Re: Flink on Yarn - ApplicationMaster command

Posted by Theofilos Kakantousis <tk...@kth.se>.
Hi Max,

I manage to get the jobManagerAddress from FlinkYarnCluster, however 
when I submit a job using the code below the jobID is null.
Is there something wrong in the way I submit the job? Otherwise any 
ideas to which direction should I further investigate?

The /runBlocking /call returns almost immediately. There is no 
indication the job reaches the JobManager as the last log entries for 
the jobmanager and taskmanager logs are that the processes have started 
successfully.


String[] args = {""};
File file = new File("/srv/flink/examples/ConnectedComponents.jar");
int parallelism = 1;
InetSocketAddress jobManagerAddress = cluster.getJobManagerAddress();
org.apache.flink.configuration.Configuration clientConf = new 
org.apache.flink.configuration.Configuration();
clientConf.setInteger(ConfigConstants.JOB_MANAGER_IPC_PORT_KEY, 
jobManagerAddress.getPort());
clientConf.setString(ConfigConstants.JOB_MANAGER_IPC_ADDRESS_KEY, 
jobManagerAddress.getHostName());
Client client = new Client(clientConf);
try {
     PackagedProgram program = new PackagedProgram(file, 
"org.apache.flink.examples.java.graph.ConnectedComponents", args);
     client.setPrintStatusDuringExecution(true);
     JobSubmissionResult jobRes = client.runBlocking(program, parallelism);
     JobID jobID = jobRes.getJobID();
} catch (ProgramInvocationException ex) {
Logger.getLogger(YarnRunner.class.getName()).log(Level.SEVERE, null,
}


Thanks,
Theofilos


On 2016-04-22 16:05, Maximilian Michels wrote:
> Hi Theofilos,
>
> Assuming you have the FlinkYarnCluster after the call to deploy(). You
> can get the JobManager address using the
>
> InetSocketAddress address = cluster.getJobManagerAddress();
>
> Then create a Configuration with this address:
>
> Configuration config = new Configuration();
> config.setString(ConfigConstants.JOB_MANAGER_IPC_ADDRESS_KEY,
> address.getHostName());
> config.setInteger(ConfigConstants.JOB_MANAGER_IPC_PORT_KEY, address.getPort());
>
> Then the client:
>
> Client client = new Client(config);
>
> Then use it to submit jobs blocking/detached, e.g.
>
> client.runBlocking(...);
> client.runDetached(...);
>
> Cheers,
> Max
>
> On Tue, Apr 19, 2016 at 11:25 PM, Theofilos Kakantousis <tk...@kth.se> wrote:
>> Hi Max,
>>
>> Thank you for your reply. Exactly, I want to setup the Yarn cluster and
>> submit a job through code and not using cmd client.
>> I had done what you suggested, I used part of the deploy method to write my
>> own code that starts up the cluster which seems to be working fine.
>>
>> Could you point me to some examples how to use the Client you mention?
>>
>> Cheers,
>> Theofilos
>>
>>
>> On 2016-04-19 16:35, Maximilian Michels wrote:
>>> Hi Theofilos,
>>>
>>> I'm not sure whether I understand correctly what you are trying to do.
>>> I'm assuming you don't want to use the command-line client.

## EXERCISE TASK 1
In the entries, take everything from the line containing "Return the polygon of every instance of the desk" down to the line containing "105 L 0 104", both included, and write those lines out again, request text too. Multiply each polygon coordinate in the answers by 2.4 and round to the nearest whole number, with halves going up.

## INPUT ROWS
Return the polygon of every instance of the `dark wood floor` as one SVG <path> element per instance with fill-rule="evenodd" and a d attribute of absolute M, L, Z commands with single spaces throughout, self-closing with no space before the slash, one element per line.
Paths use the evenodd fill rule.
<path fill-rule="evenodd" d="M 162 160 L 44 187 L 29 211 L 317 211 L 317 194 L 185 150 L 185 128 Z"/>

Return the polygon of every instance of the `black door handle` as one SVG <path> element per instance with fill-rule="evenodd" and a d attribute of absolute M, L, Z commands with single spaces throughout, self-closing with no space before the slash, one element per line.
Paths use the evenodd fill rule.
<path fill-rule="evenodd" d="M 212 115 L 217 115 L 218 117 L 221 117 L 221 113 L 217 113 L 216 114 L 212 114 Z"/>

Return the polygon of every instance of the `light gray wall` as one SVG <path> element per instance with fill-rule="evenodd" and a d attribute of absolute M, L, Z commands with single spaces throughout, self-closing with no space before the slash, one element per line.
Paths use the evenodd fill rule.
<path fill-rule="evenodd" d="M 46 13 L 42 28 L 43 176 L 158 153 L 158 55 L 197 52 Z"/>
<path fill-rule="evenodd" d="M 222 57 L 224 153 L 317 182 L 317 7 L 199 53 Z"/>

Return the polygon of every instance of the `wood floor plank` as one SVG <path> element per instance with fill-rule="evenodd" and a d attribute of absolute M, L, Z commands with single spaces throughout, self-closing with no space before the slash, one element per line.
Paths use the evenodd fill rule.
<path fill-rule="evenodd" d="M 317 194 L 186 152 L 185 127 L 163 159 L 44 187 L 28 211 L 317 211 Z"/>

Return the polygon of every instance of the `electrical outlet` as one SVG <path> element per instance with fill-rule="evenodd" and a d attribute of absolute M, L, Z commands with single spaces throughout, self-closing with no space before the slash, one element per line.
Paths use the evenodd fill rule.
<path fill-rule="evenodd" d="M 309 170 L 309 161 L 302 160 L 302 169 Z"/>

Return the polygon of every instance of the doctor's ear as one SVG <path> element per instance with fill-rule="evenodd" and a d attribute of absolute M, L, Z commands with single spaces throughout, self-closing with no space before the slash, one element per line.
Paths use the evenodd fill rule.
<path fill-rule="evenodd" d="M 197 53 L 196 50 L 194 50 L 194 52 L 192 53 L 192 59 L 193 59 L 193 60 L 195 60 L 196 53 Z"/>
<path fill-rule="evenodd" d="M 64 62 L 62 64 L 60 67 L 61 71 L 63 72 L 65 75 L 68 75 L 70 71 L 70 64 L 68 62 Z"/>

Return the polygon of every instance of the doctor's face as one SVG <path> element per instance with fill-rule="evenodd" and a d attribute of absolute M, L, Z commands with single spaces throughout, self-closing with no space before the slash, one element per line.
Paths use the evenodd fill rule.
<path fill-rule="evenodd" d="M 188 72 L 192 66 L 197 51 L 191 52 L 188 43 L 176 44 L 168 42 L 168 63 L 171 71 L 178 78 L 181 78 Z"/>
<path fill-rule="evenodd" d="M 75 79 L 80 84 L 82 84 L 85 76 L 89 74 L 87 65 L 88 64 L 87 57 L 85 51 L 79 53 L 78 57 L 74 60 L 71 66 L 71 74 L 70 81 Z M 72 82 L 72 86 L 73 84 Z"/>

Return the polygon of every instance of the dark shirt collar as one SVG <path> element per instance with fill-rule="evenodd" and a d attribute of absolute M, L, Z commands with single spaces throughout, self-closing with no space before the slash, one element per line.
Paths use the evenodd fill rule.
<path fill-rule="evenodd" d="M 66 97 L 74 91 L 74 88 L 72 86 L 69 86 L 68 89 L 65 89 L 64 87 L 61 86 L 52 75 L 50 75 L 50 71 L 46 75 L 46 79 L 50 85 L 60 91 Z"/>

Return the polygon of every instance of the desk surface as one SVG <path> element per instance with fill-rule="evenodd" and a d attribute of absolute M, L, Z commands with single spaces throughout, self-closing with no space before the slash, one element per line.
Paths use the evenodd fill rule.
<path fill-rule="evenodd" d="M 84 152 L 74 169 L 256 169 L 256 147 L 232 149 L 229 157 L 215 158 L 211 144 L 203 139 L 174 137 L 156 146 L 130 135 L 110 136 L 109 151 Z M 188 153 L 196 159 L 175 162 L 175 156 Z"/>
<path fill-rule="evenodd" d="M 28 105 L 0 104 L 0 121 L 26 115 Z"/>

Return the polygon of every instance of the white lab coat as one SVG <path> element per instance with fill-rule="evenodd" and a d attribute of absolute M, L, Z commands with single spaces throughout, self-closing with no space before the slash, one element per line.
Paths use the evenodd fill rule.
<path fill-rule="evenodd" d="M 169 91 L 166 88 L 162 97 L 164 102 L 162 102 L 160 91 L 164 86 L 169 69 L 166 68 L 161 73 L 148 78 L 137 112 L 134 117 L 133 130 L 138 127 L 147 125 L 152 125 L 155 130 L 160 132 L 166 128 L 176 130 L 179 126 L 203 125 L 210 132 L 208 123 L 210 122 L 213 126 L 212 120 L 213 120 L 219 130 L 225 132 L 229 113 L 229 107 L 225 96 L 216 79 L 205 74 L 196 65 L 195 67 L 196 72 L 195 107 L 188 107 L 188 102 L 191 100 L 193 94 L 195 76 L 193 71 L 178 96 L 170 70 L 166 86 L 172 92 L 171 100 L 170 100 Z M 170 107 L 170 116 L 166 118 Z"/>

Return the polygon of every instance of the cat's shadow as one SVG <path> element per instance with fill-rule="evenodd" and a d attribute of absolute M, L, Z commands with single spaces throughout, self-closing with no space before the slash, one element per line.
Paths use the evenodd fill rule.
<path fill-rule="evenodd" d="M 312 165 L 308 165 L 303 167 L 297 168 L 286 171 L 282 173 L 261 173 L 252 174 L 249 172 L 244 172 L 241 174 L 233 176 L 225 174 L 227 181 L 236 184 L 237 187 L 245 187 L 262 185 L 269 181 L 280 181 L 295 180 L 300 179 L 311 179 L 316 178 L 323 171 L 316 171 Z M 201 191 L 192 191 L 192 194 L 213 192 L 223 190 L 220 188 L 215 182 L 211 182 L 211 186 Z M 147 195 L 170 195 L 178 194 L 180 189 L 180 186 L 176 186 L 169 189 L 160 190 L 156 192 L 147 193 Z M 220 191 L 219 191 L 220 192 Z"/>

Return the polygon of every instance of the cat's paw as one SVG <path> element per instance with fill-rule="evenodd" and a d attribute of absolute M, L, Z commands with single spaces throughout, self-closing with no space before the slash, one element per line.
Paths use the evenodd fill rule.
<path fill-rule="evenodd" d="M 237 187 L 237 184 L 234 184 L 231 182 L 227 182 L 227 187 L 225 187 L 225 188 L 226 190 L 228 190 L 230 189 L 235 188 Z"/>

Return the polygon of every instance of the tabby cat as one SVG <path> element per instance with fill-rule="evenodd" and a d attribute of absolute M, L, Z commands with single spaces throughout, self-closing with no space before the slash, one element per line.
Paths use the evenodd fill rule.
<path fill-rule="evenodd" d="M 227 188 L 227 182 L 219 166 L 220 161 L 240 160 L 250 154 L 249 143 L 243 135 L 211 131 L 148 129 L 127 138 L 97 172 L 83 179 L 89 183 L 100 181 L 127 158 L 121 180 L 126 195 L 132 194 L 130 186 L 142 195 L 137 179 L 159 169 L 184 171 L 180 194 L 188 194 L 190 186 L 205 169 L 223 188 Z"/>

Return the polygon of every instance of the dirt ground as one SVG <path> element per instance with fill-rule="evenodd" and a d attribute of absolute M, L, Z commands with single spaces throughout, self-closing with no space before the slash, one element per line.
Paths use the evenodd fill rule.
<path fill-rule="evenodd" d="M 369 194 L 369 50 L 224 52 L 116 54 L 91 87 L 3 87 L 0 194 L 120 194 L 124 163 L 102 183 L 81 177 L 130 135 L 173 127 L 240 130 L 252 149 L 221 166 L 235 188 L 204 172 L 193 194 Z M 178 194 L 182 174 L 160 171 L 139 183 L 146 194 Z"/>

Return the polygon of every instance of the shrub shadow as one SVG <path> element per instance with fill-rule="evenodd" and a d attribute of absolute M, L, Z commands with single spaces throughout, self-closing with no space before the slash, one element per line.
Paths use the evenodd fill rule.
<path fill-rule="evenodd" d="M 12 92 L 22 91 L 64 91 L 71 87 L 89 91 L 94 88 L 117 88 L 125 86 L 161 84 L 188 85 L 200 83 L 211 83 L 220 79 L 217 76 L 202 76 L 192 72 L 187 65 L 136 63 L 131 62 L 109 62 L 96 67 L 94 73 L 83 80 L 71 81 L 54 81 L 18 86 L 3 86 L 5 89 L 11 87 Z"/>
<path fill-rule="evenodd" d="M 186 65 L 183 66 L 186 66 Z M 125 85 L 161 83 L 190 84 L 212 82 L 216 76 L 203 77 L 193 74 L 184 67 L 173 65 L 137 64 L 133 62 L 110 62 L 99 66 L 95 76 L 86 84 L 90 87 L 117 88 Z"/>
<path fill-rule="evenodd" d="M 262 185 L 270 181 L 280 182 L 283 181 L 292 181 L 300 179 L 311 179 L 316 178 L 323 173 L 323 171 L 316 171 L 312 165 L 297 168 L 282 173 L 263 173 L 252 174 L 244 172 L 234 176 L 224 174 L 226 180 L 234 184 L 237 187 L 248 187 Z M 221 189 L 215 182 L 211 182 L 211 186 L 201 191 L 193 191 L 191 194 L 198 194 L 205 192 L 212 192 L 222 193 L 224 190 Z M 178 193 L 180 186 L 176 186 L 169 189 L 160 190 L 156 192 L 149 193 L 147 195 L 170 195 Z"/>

## EXERCISE TASK 2
In the forum thread about Flink on Yarn, what is the jobID when the job is submitted with the posted code?

## EXERCISE ANSWER 1
Return the polygon of every instance of the desk surface as one SVG <path> element per instance with fill-rule="evenodd" and a d attribute of absolute M, L, Z commands with single spaces throughout, self-closing with no space before the slash, one element per line.
Paths use the evenodd fill rule.
<path fill-rule="evenodd" d="M 202 365 L 178 406 L 614 406 L 614 353 L 557 358 L 550 377 L 516 379 L 506 346 L 487 334 L 418 329 L 374 350 L 312 324 L 264 326 L 262 362 Z M 451 367 L 470 382 L 420 389 L 420 374 Z"/>
<path fill-rule="evenodd" d="M 67 252 L 0 250 L 0 290 L 62 276 Z"/>

## EXERCISE ANSWER 2
It is null.